Zeige jede Zeile des folgenden Materials, in der das Wort „green“ vorkommt.
----
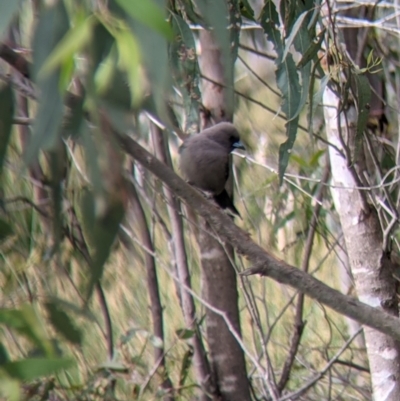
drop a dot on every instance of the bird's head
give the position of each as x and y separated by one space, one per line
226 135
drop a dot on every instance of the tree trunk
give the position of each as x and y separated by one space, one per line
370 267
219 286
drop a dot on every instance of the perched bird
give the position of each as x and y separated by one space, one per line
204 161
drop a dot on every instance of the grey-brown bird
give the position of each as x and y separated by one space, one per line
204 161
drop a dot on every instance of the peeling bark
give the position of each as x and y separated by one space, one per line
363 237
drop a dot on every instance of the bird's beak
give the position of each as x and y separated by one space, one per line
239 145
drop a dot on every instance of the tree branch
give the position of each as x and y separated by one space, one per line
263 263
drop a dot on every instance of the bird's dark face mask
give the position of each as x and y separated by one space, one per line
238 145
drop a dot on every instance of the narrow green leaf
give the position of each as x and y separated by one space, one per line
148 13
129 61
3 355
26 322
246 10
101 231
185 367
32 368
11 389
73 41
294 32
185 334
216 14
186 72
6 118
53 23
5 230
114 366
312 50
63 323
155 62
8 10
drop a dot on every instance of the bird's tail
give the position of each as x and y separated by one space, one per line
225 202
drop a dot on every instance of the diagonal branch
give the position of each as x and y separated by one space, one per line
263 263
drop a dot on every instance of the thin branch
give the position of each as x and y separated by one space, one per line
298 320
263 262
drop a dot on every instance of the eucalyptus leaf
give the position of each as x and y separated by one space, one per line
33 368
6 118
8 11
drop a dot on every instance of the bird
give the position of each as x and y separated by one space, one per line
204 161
----
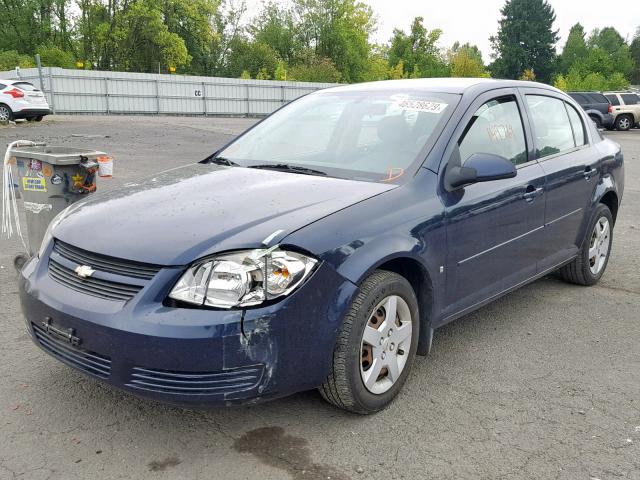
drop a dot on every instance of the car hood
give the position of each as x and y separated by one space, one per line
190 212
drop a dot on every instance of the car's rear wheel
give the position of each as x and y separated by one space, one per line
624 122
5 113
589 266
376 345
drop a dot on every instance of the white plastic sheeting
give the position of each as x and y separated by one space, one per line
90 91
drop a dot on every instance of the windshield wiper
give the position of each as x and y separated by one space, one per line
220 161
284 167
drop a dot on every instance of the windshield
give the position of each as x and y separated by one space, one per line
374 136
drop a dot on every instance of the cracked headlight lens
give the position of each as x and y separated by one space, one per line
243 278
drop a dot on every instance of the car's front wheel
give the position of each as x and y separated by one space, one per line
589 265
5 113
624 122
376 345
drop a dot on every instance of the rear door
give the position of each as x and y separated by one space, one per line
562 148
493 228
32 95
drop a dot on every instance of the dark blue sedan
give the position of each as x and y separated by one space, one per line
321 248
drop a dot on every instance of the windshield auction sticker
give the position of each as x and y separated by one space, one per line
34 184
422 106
----
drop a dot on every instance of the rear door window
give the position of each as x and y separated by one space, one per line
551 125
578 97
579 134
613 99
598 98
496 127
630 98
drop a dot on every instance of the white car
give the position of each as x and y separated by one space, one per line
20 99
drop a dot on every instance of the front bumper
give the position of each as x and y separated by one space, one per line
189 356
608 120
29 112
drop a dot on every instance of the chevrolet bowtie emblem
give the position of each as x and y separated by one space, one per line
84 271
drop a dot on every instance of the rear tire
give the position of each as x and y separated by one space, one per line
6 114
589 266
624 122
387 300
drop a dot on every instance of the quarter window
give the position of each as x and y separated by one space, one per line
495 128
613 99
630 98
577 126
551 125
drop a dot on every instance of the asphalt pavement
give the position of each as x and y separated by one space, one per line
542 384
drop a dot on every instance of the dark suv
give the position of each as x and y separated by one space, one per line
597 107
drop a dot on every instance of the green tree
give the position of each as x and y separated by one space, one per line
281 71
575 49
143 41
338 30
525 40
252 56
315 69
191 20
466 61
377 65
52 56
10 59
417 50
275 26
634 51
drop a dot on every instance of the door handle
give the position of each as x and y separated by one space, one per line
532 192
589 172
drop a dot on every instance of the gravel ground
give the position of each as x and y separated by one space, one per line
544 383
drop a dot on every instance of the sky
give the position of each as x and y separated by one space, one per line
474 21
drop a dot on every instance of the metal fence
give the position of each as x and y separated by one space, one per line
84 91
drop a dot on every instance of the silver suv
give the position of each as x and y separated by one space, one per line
----
Deine Antwort ->
drop a dot on every instance of the narrow green leaf
drop a dot on every instance of the green tree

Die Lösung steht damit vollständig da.